» **WRITTEN PROBLEM**
Copy every one of the records below word for word, leaving out the pictures.

Start

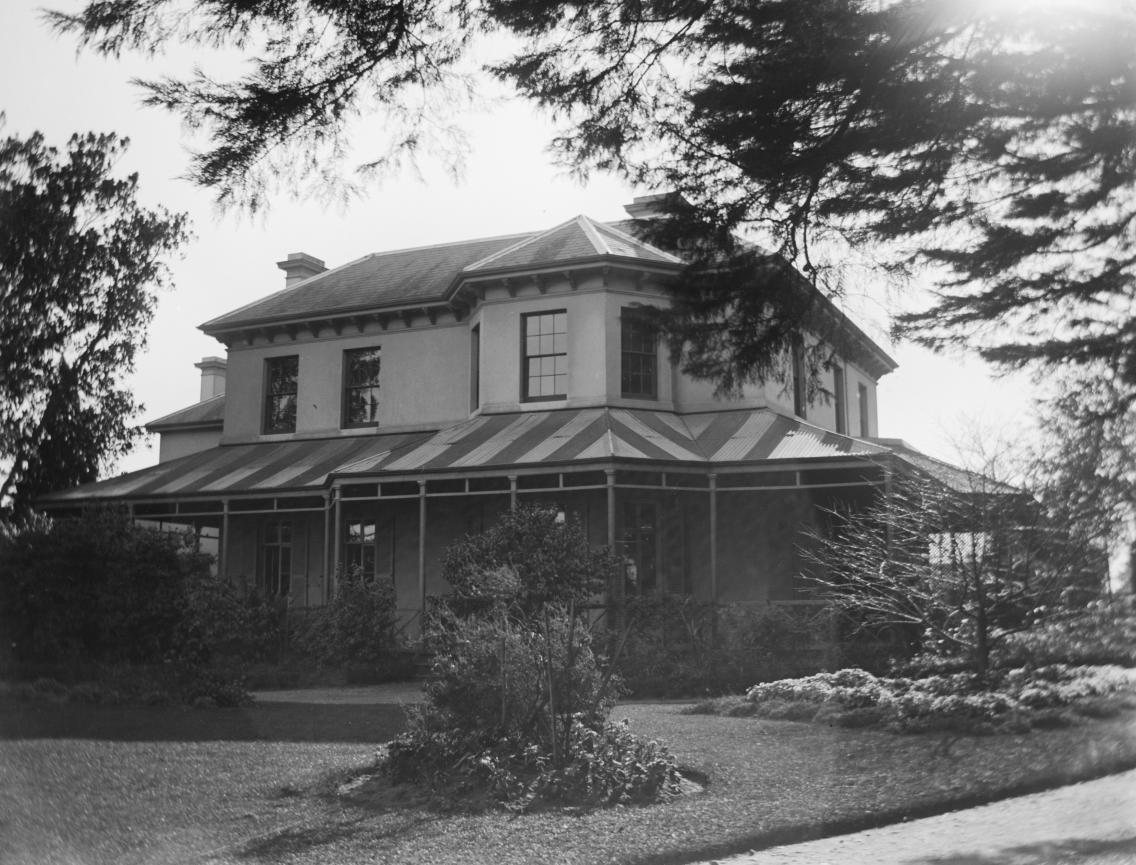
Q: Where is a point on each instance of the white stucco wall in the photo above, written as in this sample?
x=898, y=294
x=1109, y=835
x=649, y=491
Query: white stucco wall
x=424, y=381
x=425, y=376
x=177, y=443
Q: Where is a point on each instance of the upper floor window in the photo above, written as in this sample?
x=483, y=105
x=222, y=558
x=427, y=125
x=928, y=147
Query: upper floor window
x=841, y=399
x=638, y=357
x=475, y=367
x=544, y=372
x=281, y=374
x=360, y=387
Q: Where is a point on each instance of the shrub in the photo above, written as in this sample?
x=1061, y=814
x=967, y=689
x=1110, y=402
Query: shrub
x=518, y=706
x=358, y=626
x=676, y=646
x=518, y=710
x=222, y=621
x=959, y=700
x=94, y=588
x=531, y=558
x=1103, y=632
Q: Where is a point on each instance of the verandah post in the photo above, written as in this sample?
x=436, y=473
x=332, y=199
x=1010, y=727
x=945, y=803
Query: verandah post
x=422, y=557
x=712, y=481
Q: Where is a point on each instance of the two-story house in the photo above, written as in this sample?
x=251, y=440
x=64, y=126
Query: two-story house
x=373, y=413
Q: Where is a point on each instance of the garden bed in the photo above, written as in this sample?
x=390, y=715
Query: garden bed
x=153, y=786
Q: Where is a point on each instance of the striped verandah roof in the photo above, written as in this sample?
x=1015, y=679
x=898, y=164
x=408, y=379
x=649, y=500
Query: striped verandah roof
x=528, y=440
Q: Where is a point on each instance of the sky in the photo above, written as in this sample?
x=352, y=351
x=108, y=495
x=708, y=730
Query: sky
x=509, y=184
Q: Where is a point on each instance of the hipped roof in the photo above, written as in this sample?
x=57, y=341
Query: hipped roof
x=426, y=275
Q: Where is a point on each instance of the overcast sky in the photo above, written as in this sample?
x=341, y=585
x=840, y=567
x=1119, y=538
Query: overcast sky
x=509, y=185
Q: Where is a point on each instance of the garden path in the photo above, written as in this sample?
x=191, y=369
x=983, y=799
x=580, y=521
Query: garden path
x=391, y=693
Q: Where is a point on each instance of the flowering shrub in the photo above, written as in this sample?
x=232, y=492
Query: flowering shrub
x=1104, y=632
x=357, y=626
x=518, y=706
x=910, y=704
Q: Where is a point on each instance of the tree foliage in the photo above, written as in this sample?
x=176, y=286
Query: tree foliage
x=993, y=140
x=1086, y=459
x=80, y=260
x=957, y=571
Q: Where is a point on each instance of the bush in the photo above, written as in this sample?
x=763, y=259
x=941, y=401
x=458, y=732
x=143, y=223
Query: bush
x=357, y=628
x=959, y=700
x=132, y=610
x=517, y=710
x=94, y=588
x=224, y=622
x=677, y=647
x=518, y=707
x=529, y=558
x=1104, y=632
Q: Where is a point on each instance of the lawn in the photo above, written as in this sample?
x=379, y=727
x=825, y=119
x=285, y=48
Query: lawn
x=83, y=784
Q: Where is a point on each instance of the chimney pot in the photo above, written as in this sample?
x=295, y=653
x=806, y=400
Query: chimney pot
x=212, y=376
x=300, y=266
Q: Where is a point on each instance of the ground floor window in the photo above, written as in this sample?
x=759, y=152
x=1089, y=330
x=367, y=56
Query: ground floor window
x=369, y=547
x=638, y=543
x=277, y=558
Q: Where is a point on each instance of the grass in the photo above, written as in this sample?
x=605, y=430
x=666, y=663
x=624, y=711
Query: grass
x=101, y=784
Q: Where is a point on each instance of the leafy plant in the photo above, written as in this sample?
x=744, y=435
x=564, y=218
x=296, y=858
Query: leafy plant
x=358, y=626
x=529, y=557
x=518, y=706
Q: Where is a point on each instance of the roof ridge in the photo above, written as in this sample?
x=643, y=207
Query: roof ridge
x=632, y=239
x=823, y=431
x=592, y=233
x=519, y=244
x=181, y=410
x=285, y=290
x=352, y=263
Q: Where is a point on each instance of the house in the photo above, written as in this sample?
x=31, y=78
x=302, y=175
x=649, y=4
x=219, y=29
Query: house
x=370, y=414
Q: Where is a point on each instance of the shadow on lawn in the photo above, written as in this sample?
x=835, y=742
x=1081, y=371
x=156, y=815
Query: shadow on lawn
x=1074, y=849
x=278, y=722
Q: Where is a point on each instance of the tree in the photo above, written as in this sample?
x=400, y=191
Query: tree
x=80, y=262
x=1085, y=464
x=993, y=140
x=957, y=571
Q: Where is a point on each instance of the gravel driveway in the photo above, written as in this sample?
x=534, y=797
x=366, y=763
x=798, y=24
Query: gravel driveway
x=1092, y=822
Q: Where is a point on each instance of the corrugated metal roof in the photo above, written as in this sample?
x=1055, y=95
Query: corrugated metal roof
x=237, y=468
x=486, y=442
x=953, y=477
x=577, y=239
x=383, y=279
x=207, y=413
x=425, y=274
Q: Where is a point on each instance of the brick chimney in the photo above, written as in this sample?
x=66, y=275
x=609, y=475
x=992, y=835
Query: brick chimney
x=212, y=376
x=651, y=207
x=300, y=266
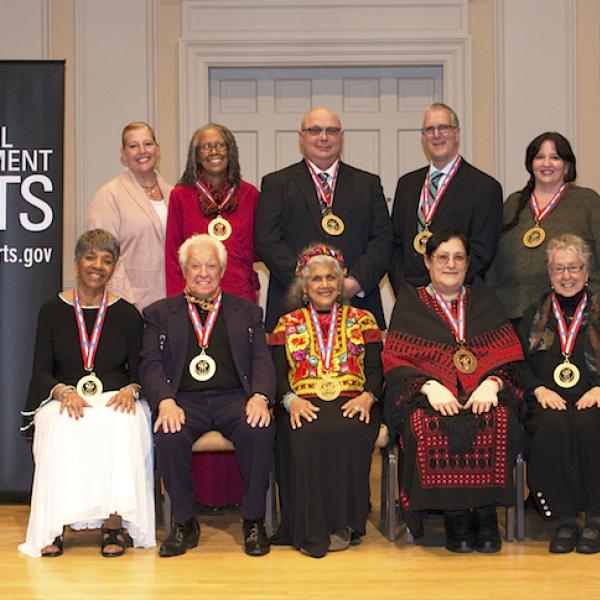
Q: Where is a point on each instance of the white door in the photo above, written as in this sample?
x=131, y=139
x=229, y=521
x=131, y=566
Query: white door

End

» **RESULT FOR THIS EXERCISE**
Q: Where is a point on each instance of the white stucco wall in the photo above, written as in this sample?
x=898, y=294
x=1109, y=835
x=649, y=491
Query: white stucco wall
x=424, y=381
x=425, y=376
x=177, y=443
Q: Where is a point on each instance of the upper floor window in the photo above, written as in this sample?
x=483, y=105
x=222, y=558
x=427, y=125
x=928, y=147
Query: upper floor window
x=841, y=399
x=638, y=357
x=475, y=367
x=544, y=372
x=281, y=374
x=360, y=387
Q: Where is a point on each instance of the shrub in the photo above, written as in this sample?
x=1061, y=814
x=967, y=689
x=1110, y=402
Query: shrub
x=518, y=706
x=358, y=626
x=676, y=646
x=518, y=710
x=222, y=621
x=959, y=700
x=94, y=588
x=531, y=558
x=1103, y=632
Q: Where is a point on each instance of the verandah post in the photo above, written as in this sample?
x=436, y=473
x=332, y=199
x=1010, y=727
x=945, y=803
Query: verandah post
x=422, y=557
x=712, y=481
Q: Where is a point on each instance of the two-story house in the photo above, written as in this sample?
x=251, y=440
x=64, y=126
Query: two-story house
x=373, y=413
Q: Where is a point on each instance of the garden bed in the photo above, written as in this sample?
x=390, y=715
Query: garden bed
x=153, y=786
Q: Where is a point on each instance of the striped verandah roof in the photo above, written as in this sample?
x=1015, y=679
x=898, y=164
x=408, y=379
x=649, y=500
Query: striped verandah roof
x=528, y=440
Q: Where is a point on each instance of the sky in the photo above, written as in this sample?
x=352, y=351
x=108, y=495
x=708, y=730
Query: sky
x=509, y=184
Q: Where is a point on each instance of the hipped roof in the photo above, written as in this sample?
x=57, y=341
Query: hipped roof
x=426, y=275
Q: Where is a point on each instance of the overcast sky in the photo above, written as in this sample?
x=341, y=585
x=840, y=567
x=1119, y=538
Query: overcast sky
x=509, y=185
Q: Where is a point on each instance of the garden path in the photo above, written as in this sample?
x=191, y=369
x=983, y=799
x=580, y=521
Query: garden path
x=391, y=693
Q: Where is a point on each instance of the flowering shrub in the photo above, written as in this sample?
x=232, y=492
Query: flowering shrub
x=1104, y=632
x=357, y=626
x=518, y=706
x=910, y=704
Q: Where is a point on each instance of the tree foliage in the photo above, written as in this sample?
x=176, y=286
Query: tree foliage
x=993, y=140
x=1086, y=459
x=80, y=260
x=957, y=571
Q: Where is a point on each instance of the bush in the photo above, written as in this sample?
x=763, y=259
x=941, y=401
x=458, y=732
x=143, y=223
Query: bush
x=357, y=628
x=959, y=700
x=132, y=610
x=517, y=710
x=94, y=588
x=224, y=622
x=677, y=647
x=518, y=707
x=529, y=558
x=1104, y=632
Q: Where is a point on each instance of the lawn in the photo above, written as in this sample?
x=379, y=727
x=825, y=119
x=285, y=48
Query: lawn
x=83, y=784
Q: Where is a point on each instance of the chimney pot in the photo above, written as in this sample?
x=295, y=653
x=806, y=400
Query: chimney pot
x=212, y=376
x=300, y=266
Q: Where is a point on each instance of the ground floor window in the photo above, written as in this sample?
x=759, y=152
x=1089, y=330
x=367, y=56
Query: ground floor window
x=369, y=547
x=638, y=543
x=277, y=558
Q: Where is a point on each instance of the grass in the photo above, written as in this sample?
x=605, y=430
x=666, y=663
x=624, y=711
Query: grass
x=101, y=784
Q: Where is a point on each instance of the leafy plant in the photo above, written as in this sample?
x=744, y=435
x=564, y=218
x=296, y=858
Query: leafy plant
x=358, y=626
x=529, y=557
x=518, y=706
Q: Where is a point on each instance of the roof ridge in the photo above, written as in this sample?
x=643, y=207
Query: roof ridge
x=632, y=239
x=823, y=431
x=592, y=233
x=519, y=244
x=181, y=410
x=285, y=290
x=352, y=263
Q: Where is a point on each instance of the house in the photo above, written as in this sample?
x=31, y=78
x=302, y=175
x=649, y=4
x=219, y=29
Query: house
x=370, y=414
Q: Where is a point on each instance of the shadow on lawn in the photo above, written as in this sample?
x=835, y=742
x=1081, y=371
x=156, y=815
Query: shadow on lawn
x=1074, y=849
x=278, y=722
Q: Where is a point on each instance of the tree in the photo above, written as in this sample?
x=400, y=191
Query: tree
x=80, y=262
x=1085, y=464
x=993, y=140
x=957, y=571
Q: Where is a point on each instance of the gravel driveway in the photo above, written as in this sample?
x=534, y=797
x=366, y=763
x=798, y=24
Query: gravel driveway
x=1092, y=822
Q: Where is a point on each instance of the corrugated metal roof in the photo above, written as in this sample?
x=1055, y=95
Query: corrugated metal roof
x=237, y=468
x=486, y=442
x=953, y=477
x=577, y=239
x=383, y=279
x=207, y=413
x=425, y=274
Q: Where is a point on each instance of the brick chimney in the photo above, written as in this sample?
x=66, y=275
x=609, y=475
x=992, y=835
Query: brick chimney
x=212, y=376
x=651, y=207
x=300, y=266
Q: Where is a point on each instance of the white door in the photo above, written as in this sample?
x=131, y=139
x=229, y=521
x=131, y=566
Query: white door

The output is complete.